- **PROBLEMS TO WORK ON**
A) Translate this sentence from the passage about AI and open source code into Spanish: "AI is a buzzword applied to any kind of algorithm for an activity that people previously thought couldn't be automated."
B) Continue the passage about AI and open source code, starting after its last sentence.

I can't shake the feeling that a lot of the logic around ML models having more or less the same "rights" as humans comes from misleading marketing that they, in any shape or form, resemble human intelligence. AI is a buzzword applied to any kind of algorithm for an activity that people previously thought couldn't be automated.

Back when I was young, graph pathfinding algorithms where called AI. A few decades later they are a well understood commodity and I haven't seen anyone call them AI for a while. Maybe that'll happen to LLMs too, given a few years?


An argument in favour of legality of web scraping is if a human can look at websites and collect data, then why shouldn't they be allowed to do the same programatically?

This is the same but for use of open source code: if humans are allowed to use one specific (organic) neural network to read, process, and use open source code, then why shouldn't they be allowed to use some other neural network, artificial or otherwise.

- **ENTRIES PROVIDED**
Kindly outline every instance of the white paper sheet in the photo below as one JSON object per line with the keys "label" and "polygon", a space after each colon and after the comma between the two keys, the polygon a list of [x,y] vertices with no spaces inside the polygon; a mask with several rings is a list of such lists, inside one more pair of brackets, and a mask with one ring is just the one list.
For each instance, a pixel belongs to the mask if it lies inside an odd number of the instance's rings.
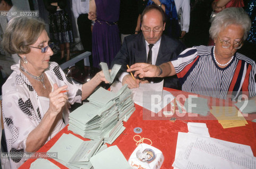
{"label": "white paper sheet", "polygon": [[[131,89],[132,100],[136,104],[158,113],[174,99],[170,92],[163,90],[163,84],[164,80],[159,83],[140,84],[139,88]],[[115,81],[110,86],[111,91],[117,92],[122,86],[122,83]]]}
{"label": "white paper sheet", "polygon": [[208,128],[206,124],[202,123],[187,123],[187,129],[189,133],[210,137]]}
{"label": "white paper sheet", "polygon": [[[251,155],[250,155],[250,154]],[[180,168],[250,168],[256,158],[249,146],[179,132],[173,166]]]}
==
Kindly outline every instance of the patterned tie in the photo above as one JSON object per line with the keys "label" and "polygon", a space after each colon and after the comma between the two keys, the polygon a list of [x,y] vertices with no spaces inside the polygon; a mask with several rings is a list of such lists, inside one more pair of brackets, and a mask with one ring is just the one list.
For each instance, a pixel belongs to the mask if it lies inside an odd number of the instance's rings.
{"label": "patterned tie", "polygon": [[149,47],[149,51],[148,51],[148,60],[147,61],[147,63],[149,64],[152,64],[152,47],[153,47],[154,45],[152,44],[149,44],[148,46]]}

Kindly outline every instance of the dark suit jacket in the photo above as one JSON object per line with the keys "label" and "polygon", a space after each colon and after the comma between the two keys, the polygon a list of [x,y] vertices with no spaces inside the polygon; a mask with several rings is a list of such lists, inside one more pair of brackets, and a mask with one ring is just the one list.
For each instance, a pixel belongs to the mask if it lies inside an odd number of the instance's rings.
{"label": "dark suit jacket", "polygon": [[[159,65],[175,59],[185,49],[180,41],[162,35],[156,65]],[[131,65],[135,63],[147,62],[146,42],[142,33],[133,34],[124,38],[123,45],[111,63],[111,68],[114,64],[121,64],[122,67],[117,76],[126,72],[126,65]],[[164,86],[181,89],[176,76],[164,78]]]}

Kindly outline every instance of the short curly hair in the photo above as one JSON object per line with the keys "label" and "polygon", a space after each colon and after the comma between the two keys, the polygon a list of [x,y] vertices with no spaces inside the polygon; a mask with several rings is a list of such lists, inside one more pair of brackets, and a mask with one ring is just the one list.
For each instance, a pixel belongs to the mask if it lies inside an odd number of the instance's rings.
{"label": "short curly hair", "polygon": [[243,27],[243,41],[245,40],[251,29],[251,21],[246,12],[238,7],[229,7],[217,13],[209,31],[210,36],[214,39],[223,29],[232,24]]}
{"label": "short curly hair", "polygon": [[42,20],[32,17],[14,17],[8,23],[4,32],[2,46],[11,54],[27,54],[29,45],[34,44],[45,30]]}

- **EXPECTED OUTPUTS**
A) IA es una palabra de moda que se aplica a cualquier tipo de algoritmo para una actividad que antes se creía que no podía automatizarse.

B)
This is the slippery slope argument. It's not inconsistent to allow human "webscraping" while disallowing massive machine web scraping. Most important, it's about what the owner of the website considers to be appropriate.

A neural network is closer to a database than a human brain. So this is akin to saying: I can store your personal data in my human brain (without your consent), why am I not allowed to do it in PostgreSQL?


No, scraping stems from a service not placing any limits on its access cannot complain that it was accessed.

With code, that is denoted via the license, which when supplied with the code and especially as metadata before downloading (as is the case with GitHub) is the common means with which those limits are placed.

Humans and neural networks process information very differently and it's disingenuous to imply otherwise.


But the analogue on code is not machine learning, it should be automatically download code.


The specifics don't matter so much as the general idea that if a human can do it (anything), then why can't the human make a tool that can do it from them, thus saving them the work.